▸ THE DATA
- - - - - - -

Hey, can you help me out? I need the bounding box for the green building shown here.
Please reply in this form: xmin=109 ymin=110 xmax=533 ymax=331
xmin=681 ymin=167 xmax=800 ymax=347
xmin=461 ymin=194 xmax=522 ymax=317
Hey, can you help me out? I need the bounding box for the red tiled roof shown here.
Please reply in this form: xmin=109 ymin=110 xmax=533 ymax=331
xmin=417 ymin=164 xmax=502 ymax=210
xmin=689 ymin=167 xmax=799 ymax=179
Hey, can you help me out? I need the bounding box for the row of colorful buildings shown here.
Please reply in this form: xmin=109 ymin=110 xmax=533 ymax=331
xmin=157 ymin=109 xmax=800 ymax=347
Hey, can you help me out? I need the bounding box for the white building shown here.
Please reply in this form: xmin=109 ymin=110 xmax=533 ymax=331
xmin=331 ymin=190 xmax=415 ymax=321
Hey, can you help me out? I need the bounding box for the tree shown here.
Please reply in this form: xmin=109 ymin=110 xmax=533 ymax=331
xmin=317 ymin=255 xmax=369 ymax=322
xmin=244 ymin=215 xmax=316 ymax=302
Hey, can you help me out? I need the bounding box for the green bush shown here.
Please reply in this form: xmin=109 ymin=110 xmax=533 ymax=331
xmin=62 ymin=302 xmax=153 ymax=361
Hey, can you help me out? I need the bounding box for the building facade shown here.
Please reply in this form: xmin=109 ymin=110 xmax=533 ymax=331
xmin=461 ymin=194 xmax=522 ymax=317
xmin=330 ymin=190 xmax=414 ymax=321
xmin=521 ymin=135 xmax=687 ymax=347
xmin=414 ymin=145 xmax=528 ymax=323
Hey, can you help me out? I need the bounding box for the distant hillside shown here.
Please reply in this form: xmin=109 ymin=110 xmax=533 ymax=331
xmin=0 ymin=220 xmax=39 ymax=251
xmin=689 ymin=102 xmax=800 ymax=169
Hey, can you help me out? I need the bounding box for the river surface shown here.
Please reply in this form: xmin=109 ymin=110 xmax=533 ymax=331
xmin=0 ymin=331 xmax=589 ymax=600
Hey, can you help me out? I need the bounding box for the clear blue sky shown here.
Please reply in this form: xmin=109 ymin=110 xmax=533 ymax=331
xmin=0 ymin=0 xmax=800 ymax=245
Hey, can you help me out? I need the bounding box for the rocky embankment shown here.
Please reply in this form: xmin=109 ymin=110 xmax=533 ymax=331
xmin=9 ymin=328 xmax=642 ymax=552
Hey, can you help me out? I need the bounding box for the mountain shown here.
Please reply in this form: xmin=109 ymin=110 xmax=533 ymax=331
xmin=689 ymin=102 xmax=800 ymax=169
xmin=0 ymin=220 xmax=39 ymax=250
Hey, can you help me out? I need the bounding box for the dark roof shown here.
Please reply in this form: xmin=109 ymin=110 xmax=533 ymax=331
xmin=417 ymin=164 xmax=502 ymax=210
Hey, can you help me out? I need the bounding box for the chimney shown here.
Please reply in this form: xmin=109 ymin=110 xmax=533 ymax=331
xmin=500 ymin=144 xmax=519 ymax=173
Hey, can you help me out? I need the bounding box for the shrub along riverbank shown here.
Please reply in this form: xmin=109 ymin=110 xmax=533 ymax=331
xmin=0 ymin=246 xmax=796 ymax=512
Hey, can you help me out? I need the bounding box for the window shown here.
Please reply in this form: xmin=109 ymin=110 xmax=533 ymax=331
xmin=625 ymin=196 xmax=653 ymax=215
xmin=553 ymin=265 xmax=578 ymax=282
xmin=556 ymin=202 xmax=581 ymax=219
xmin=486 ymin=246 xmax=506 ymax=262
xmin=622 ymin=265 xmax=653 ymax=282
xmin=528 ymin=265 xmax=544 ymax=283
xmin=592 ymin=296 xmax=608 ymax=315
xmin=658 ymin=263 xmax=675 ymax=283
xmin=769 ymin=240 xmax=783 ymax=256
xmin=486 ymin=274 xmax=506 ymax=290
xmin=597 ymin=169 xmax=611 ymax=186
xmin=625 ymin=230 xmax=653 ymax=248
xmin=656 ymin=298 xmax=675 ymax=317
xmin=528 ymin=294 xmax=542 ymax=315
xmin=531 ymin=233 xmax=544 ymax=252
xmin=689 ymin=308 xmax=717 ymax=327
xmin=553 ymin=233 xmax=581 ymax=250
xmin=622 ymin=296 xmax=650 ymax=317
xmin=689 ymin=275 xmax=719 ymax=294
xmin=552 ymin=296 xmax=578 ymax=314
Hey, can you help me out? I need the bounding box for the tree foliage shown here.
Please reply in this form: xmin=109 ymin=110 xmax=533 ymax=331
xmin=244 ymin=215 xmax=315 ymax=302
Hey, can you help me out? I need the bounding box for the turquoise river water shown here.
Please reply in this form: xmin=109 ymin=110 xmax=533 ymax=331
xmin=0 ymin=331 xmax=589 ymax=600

- - - - - - -

▸ JOB
Copy the material above from the line with "buildings shown here." up to and including the line with "xmin=157 ymin=109 xmax=800 ymax=347", swapping "colorful" for "brightly painted" and leaving everything else unchanged.

▸ THE RESULT
Hey, can you help me out? I need the bounding box for the row of brightly painted buildings shown here.
Please reply in this form: xmin=109 ymin=110 xmax=533 ymax=331
xmin=157 ymin=109 xmax=800 ymax=347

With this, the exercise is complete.